-- begin --
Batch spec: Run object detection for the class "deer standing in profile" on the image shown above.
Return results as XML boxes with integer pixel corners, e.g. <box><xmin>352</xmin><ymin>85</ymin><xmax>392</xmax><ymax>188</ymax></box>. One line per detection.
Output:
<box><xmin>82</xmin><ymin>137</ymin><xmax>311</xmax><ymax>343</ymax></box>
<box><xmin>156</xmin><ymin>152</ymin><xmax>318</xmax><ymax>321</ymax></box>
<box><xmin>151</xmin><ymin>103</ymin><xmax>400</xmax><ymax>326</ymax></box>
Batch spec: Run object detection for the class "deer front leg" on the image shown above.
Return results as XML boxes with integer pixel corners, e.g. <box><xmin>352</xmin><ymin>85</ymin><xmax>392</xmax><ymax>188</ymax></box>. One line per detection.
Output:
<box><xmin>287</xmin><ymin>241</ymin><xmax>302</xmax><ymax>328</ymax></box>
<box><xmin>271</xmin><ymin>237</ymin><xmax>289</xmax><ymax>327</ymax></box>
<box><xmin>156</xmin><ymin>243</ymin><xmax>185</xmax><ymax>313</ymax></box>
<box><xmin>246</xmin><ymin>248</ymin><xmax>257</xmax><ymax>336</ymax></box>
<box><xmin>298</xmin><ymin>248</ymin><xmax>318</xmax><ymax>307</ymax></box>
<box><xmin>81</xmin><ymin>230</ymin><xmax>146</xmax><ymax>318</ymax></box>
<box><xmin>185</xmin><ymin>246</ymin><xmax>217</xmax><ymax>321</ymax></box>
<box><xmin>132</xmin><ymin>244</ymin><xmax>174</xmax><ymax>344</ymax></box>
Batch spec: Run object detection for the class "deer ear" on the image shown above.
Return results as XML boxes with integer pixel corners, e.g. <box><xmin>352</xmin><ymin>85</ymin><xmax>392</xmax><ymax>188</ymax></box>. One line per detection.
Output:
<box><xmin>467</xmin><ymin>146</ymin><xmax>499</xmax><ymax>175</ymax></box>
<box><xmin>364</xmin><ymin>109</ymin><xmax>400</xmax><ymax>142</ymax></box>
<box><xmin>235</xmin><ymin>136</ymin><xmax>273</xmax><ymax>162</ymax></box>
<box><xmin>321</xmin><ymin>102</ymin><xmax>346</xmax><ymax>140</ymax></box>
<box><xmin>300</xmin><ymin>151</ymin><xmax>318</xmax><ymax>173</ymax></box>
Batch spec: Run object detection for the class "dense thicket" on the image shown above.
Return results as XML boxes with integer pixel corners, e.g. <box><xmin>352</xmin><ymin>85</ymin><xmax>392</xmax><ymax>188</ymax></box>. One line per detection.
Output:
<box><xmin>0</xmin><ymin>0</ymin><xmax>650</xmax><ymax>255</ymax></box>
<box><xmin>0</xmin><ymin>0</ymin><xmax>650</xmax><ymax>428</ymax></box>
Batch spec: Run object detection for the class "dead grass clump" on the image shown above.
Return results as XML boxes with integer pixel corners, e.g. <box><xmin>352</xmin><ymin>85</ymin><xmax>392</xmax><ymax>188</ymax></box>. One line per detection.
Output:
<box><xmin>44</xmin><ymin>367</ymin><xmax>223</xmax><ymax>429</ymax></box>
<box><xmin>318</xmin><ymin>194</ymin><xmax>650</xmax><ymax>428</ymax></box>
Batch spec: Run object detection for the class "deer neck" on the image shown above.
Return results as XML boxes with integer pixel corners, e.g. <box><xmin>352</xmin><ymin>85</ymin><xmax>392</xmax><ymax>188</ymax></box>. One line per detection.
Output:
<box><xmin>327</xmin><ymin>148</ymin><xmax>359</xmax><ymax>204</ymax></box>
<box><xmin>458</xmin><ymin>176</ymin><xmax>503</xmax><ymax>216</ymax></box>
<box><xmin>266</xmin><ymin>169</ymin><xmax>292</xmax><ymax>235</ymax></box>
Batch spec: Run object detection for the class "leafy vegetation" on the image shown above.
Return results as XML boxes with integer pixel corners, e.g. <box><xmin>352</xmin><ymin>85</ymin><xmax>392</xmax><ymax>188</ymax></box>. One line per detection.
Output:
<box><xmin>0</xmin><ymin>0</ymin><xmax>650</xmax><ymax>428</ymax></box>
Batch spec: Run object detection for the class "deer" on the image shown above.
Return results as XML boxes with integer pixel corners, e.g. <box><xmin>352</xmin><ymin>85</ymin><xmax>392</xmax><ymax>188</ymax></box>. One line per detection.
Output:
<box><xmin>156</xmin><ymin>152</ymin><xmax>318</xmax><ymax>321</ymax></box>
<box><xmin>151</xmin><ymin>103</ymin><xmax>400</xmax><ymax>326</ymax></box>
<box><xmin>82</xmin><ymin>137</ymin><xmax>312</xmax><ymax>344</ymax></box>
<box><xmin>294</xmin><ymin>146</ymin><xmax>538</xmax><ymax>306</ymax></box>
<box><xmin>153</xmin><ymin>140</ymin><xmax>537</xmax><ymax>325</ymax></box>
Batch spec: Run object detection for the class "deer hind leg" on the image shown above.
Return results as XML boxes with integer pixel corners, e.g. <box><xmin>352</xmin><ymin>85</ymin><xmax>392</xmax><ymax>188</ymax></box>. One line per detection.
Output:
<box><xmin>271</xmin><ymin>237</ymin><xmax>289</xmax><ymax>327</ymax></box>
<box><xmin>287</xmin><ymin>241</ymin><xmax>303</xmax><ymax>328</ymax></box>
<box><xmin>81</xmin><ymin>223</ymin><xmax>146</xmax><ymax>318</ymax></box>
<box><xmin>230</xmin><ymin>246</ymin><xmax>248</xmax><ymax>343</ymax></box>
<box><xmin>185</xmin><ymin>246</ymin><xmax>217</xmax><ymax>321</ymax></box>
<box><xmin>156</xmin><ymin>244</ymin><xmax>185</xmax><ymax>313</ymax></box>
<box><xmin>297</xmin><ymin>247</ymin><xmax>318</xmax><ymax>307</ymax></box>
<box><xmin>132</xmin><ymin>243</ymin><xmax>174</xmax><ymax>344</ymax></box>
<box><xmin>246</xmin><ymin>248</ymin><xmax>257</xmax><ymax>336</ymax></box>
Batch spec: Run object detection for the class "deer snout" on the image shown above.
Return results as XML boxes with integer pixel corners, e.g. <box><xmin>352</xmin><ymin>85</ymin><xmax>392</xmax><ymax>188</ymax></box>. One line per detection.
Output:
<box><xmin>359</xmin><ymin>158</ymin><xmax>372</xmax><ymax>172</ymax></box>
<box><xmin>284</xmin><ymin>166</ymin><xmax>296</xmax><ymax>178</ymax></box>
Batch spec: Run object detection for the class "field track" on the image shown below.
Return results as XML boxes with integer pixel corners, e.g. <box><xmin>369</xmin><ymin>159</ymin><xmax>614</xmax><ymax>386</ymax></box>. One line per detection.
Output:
-- end --
**WHAT IS EXPECTED**
Identify every line above that contains the string "deer", treating case as significant, and copy each one out.

**FULL RESPONSE**
Batch spec: Run object detection for the class "deer standing in profile" on the image shown above.
Batch spec: Run object detection for the class "deer front leg" on the image shown above.
Batch spec: Run object detection for the class "deer ear" on the image shown above.
Batch spec: Run object detection for the class "deer neck" on the image shown above.
Batch spec: Run object detection for the class "deer" on the image shown above.
Batch spec: Run object detection for the class "deer hind leg" on the image shown above.
Batch spec: Run object detection for the class "deer snout" on the image shown above.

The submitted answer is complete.